--- BEGIN EXERCISE MATERIALS ---
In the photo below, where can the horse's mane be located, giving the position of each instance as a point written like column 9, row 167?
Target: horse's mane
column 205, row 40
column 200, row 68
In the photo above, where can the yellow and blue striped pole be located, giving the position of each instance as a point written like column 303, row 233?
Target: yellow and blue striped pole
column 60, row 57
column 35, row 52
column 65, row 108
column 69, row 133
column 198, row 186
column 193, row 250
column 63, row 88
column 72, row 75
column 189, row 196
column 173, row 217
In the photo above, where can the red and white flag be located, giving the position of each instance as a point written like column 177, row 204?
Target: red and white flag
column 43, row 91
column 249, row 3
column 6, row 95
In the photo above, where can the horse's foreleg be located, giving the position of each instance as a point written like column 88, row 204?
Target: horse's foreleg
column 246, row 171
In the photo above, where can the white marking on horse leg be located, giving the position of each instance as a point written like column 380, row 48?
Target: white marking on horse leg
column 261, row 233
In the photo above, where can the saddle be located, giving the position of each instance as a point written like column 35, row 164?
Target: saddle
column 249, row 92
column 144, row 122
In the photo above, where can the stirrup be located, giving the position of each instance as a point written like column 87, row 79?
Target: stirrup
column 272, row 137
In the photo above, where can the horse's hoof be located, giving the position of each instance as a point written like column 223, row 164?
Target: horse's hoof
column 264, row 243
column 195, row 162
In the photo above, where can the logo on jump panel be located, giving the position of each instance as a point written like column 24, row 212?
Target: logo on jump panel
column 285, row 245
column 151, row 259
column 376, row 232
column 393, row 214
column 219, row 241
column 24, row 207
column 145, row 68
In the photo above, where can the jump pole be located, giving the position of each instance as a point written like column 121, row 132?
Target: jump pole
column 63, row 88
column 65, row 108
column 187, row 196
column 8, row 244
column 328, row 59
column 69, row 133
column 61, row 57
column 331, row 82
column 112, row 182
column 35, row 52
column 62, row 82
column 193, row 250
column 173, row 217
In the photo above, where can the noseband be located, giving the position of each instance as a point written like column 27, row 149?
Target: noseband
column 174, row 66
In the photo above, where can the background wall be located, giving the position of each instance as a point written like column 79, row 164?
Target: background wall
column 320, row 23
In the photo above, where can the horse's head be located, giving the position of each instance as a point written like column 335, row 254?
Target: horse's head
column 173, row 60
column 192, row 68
--- END EXERCISE MATERIALS ---
• _DIRECTIONS_: Write every line of the material above as a numbered list, skipping any blank lines.

• _RESPONSE TO THE TASK_:
1. In the photo below, where can the horse's mane be located, giving the position of each instance as a point written like column 9, row 167?
2. Target: horse's mane
3. column 205, row 40
4. column 200, row 68
5. In the photo above, where can the yellow and blue striped pole be located, giving the position of each instance as a point written like column 303, row 233?
6. Target: yellow and blue striped pole
7. column 60, row 57
8. column 35, row 52
9. column 65, row 108
10. column 69, row 133
11. column 198, row 186
12. column 193, row 250
13. column 63, row 88
14. column 72, row 75
15. column 189, row 196
16. column 173, row 217
17. In the photo above, where can the red and white flag be located, giving the position of each instance as a point written like column 177, row 204?
18. Target: red and white flag
19. column 43, row 91
20. column 249, row 3
21. column 6, row 95
22. In the photo above, where can the horse's foreleg be located, giving the position of each instance as a point written like column 88, row 204?
23. Target: horse's foreleg
24. column 246, row 171
25. In the photo above, where can the white marking on horse leg be located, giving the position of each instance as a point written like column 380, row 48?
26. Target: white marking on horse leg
27. column 261, row 233
28. In the photo above, where can the saddle be located, giving the position of each instance as a point written like column 35, row 164?
29. Target: saddle
30. column 249, row 92
31. column 144, row 122
32. In the photo above, where can the stirrup be located, giving the position of each instance as a point written like column 87, row 79?
33. Target: stirrup
34. column 272, row 137
35. In the photo above, where can the horse's hoof be located, giving the position of each instance as a point written like column 223, row 164?
36. Target: horse's hoof
37. column 264, row 243
38. column 195, row 162
39. In the photo above, where can the logo on jump panel be located, giving the position of each instance as a point written like column 24, row 212?
40. Target: logo on jump panel
41. column 285, row 245
42. column 151, row 259
43. column 376, row 232
44. column 393, row 214
45. column 219, row 241
46. column 24, row 207
47. column 145, row 68
48. In the photo above, where can the jump pole be located, giving the position of each instance as a point written like column 121, row 132?
49. Target: jump pole
50. column 63, row 88
51. column 65, row 108
52. column 187, row 196
53. column 8, row 244
54. column 328, row 59
55. column 69, row 133
56. column 61, row 57
57. column 331, row 82
58. column 112, row 182
59. column 35, row 52
60. column 62, row 82
61. column 193, row 250
62. column 173, row 217
63. In the photo above, where can the noseband be located, giving the position of each instance as a point written like column 27, row 149?
64. Target: noseband
65. column 174, row 66
66. In the photo above, where can the background wall be located, giving the position of each instance as a point written like column 79, row 164?
67. Target: background wall
68. column 320, row 23
69. In the photo above, where can the horse's head be located, giving the position of each instance as a point written like column 335, row 254?
70. Target: horse's head
71. column 173, row 60
72. column 192, row 68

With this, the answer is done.